Complete the following
A: Reproduce every line of the location identification listing verbatim, leaving out the picture.
B: Carry on the passage about recordings of Bach's preludes and fugues, starting after its last sentence.
begin Excerpt to read
To demonstrate the concept--and incidentally write a classic work--Bach composed a set of forty-eight preludes and fugues, a pair for each of the twenty-four keys (majors and minors).  That was Book I. Nearly twenty years later he published Book II. So: ninety-six compositions. 

I started, sensibly, with side 1 of disc 1 of box 1: the first four pairs, in C major, C minor, C# major, and C# minor. Something about the recording bothered me a little. I think it was mainly the quality of the sound, which though not terrible is somehow a little distant, and there seems to be some dynamic variation from one track to another, more than is accounted for by the character of each piece. So I decided to look for other recordings, and I found Glenn Gould's.

Whenever I talk about classical music, I start with the disclaimer that I don't have much of an ear for variations in interpretation. Often I'm pretty sure that I would not be able to distinguish one performance from another. But in this case.... Here, listen for yourself to the two performances of the first piece in the series, the Prelude in C Major from Book I. Even if you don't know the WTC, you'll probably recognize it. I think it's often performed alone. 


You don't have to have a rarefied level of connoisseurship to hear the difference between those. I think I may actually have laughed aloud when I heard Gould's: it's almost mechanical-sounding, with that resolute thumping on the low notes that outline the harmony. With my folk and pop sense of how music works, I think of them as the bass player staking out the chord progression. But I can't help liking the performance. It makes the structure crystal clear, almost reducing the piece to structure. I certainly don't state that as a principle, but in this instance, maybe just because of the immediate contrast with Richter, it seemed delightful.
end Excerpt to read
begin Records for the exercise
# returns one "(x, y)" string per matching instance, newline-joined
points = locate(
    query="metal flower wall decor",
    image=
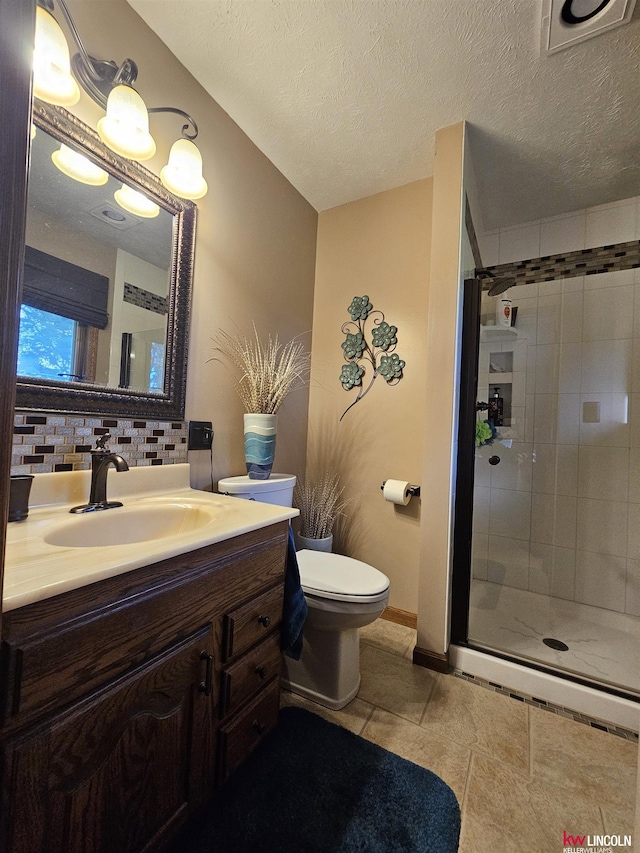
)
(379, 352)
end Records for the exercise
Results for each task
A:
# returns one "(x, y)" string per matching instance, newline-joined
points = locate(
    query="metal flower wall decor",
    image=
)
(379, 352)

B:
Someone says in a comment on that video that "Gould doesn't play Bach. He explains Bach." That strikes me as pretty accurate. That first prelude seems a deliberately provocative statement of his intention not to seek out or impart emotion to the music, but to show us how it works. After that statement he relaxes, still cool but not lecturing. And for me he brings a clarity to the music which in fact increases rather than limits the aesthetic-emotional effect. 

That's especially true in the fugues. And it's the fugues that led me into this venture. With a few exceptions, the form has left me cold. It seemed dry, abstract, academic. You get the statement of the subject--which is frequently not all that interesting in itself--three or four times, and at that point I usually lose the thread: the piece just becomes a lot of wandering counterpoint, with the subject emerging from time to time. Yet I've heard people say that this or that fugue moved them to tears, and I'm intrigued by that, and wonder what I'm missing. 

And I find that Gould's performance is opening up the fugues to me. I'm up to E Major now, and am enchanted by most of the preludes, and enjoying the fugues more than I have in the past, though they're still a bit of a struggle. It helps that most of them so far are fairly short. 

It's a lot to absorb, and I don't expect to get through both books anytime soon, especially as I don't intend to give up all other music until this project is completed. But it's a lot of pleasure, too. I had a vague notion that The Well-Tempered Clavier is a somewhat academic, pedagogical work. Wrong. Already I think it's climbing up my ladder of favorite music and approaching Goldberg Variations territory, which is at the top. I'm listening to the Gould recordings on Pandora (Plus), and thinking that I may have to buy the CDs, which I'm supposed to have given up. 

Here's an introduction to the fugue which I found helpful. It helped just to have it pointed out to me that fugues typically have a beginning, a middle, and an end.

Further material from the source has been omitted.